--- Entries supplied ---
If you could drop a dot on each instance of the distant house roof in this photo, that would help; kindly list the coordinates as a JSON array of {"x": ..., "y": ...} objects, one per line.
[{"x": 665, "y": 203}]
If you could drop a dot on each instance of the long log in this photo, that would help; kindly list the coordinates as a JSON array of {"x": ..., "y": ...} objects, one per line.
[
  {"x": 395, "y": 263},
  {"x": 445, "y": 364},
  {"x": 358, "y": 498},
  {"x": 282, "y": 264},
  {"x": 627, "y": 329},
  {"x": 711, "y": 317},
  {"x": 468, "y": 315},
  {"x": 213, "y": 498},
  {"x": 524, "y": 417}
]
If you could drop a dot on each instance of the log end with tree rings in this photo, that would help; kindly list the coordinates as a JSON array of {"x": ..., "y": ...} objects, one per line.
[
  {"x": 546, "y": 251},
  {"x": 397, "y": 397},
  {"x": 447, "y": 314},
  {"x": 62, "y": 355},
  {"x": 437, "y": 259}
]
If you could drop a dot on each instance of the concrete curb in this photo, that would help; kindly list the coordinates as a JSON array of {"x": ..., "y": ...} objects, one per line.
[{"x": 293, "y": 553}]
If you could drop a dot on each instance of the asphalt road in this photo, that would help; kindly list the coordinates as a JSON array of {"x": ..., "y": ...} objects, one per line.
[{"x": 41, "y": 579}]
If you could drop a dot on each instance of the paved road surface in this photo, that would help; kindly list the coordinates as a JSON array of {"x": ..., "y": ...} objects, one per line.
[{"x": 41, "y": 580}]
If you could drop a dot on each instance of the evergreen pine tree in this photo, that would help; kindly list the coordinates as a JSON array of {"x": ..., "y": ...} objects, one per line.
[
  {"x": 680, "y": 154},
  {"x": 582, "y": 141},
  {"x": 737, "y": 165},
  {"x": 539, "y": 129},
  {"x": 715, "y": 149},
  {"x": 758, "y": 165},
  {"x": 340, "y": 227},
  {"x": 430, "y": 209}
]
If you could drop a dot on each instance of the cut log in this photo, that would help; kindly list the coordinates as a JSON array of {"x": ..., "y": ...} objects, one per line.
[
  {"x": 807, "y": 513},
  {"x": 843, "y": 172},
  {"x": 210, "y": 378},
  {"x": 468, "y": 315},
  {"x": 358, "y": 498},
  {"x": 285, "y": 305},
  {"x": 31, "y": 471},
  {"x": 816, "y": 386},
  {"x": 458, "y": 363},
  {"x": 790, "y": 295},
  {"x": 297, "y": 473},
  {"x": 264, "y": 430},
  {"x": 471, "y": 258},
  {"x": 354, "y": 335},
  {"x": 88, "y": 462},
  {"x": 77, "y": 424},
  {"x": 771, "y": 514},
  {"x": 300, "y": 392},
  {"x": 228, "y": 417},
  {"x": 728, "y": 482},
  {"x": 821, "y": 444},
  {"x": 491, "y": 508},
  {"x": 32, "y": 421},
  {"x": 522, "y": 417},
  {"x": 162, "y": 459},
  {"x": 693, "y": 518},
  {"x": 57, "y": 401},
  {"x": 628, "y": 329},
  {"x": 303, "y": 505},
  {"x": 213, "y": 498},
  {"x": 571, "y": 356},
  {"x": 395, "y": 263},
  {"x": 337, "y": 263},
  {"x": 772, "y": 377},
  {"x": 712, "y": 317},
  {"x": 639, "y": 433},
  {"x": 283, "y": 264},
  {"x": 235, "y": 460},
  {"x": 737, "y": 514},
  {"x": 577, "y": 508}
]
---
--- Entries supplied ---
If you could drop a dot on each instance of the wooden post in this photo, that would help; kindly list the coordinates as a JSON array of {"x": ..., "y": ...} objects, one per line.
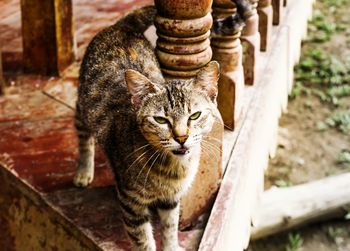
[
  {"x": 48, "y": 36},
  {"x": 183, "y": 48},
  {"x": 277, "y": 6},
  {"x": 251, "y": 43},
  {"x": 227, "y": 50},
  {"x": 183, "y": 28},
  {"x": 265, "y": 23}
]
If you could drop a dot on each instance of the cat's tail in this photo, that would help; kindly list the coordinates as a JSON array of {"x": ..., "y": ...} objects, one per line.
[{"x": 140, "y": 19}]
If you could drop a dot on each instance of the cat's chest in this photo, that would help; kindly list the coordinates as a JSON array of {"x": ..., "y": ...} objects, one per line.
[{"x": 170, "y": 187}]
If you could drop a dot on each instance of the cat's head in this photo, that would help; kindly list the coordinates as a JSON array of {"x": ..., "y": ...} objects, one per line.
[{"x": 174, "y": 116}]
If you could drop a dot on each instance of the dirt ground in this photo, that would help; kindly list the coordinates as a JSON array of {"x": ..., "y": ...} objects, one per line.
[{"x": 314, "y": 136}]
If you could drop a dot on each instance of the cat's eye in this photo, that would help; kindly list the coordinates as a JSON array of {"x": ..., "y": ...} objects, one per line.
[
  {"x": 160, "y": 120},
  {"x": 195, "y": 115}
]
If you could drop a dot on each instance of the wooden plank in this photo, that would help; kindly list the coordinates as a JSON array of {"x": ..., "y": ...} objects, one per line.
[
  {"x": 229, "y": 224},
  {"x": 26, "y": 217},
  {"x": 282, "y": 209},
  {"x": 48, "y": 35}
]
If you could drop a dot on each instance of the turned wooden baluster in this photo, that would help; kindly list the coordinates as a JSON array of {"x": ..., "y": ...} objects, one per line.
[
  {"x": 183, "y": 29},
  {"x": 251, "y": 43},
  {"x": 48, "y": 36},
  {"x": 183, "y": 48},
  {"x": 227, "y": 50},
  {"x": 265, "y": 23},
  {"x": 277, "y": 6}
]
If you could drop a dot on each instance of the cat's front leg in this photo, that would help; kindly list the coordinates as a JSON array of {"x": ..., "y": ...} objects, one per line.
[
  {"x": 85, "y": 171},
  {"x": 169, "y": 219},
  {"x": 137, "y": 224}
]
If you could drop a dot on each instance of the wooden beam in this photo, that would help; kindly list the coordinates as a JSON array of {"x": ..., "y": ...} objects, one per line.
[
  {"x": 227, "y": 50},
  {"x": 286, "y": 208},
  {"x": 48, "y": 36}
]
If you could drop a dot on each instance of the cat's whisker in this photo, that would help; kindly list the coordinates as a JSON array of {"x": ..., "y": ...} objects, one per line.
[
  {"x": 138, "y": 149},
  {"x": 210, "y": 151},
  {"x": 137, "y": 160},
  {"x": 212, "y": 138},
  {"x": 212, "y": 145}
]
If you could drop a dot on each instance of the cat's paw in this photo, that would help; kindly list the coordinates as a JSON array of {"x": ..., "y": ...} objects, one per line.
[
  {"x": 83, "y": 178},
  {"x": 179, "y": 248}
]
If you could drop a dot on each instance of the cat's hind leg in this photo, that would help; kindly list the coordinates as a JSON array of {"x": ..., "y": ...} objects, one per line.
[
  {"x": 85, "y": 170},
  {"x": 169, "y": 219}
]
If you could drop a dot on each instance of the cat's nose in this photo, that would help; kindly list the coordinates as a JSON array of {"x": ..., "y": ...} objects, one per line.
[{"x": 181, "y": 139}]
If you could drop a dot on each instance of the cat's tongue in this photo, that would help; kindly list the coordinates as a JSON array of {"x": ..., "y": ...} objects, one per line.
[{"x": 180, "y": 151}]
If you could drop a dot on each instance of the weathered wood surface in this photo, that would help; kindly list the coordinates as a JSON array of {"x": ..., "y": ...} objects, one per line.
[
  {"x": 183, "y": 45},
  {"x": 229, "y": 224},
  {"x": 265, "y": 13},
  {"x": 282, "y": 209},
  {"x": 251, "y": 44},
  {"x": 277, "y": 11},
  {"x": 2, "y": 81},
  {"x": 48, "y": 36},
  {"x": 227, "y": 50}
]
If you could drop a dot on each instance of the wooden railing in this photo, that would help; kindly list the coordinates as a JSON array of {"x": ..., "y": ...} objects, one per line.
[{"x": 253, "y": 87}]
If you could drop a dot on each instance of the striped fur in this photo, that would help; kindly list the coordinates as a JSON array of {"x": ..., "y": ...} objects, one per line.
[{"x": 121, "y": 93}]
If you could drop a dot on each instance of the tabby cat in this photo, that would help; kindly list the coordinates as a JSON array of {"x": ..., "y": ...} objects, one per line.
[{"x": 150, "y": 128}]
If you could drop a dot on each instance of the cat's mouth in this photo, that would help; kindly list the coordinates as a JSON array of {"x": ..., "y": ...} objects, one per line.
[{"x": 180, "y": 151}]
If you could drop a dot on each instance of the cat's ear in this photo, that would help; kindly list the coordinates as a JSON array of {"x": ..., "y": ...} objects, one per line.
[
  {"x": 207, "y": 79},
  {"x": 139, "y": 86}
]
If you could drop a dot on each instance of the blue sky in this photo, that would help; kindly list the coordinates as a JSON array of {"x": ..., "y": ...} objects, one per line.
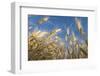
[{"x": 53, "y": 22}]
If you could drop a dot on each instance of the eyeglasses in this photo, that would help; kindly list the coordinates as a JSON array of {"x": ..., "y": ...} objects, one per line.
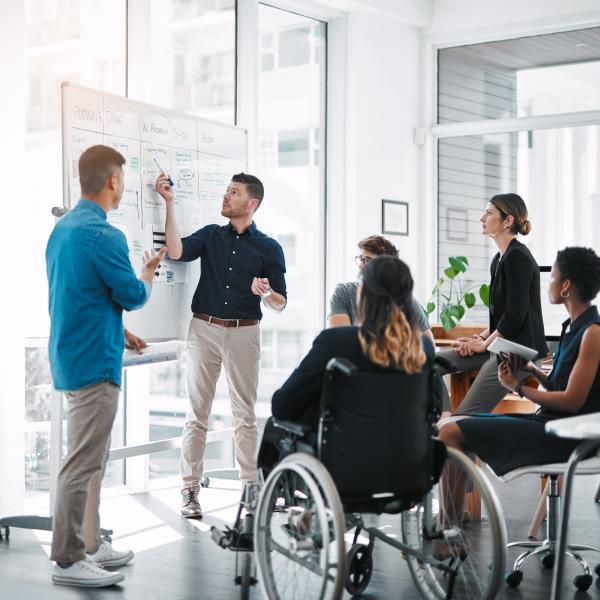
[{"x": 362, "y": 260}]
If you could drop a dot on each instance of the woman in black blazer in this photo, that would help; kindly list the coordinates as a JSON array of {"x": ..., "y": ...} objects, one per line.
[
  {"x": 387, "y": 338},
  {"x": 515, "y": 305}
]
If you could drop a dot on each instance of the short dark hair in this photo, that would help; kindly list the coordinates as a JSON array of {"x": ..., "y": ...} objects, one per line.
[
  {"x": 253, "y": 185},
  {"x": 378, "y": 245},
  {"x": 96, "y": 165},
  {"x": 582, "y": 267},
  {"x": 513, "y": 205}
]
---
Aim of the exercise:
Pull out each of the lines above that contains the word "wooden", and copy them in the order they appear.

Correct output:
If you could drop a dot on each instance of the wooden post in this photo, that would help; kindly list the coordinates as a JSON array of {"x": ..., "y": ...} objects, one per line.
If you could drop a dot on each instance of the wooden plank in this photo, that would help; kindly list the coordinates as a JSON array of {"x": ..., "y": ...} objects, one per line.
If you could drop a dot on each instance of the turned wooden baluster in this photo, that would help; kindly list the coordinates as a JSON array of {"x": ..., "y": ...} objects, one per line.
If you could drop a dot on each instance of the wooden beam in this photo, that would help; kindly list the coordinates as a JSON array of {"x": ..., "y": ...} objects, one per line.
If you could drop a dot on each instance of the wooden railing in this photo, that would help; kindly list the coordinates as a JSON array of {"x": ..., "y": ...} objects, one per line.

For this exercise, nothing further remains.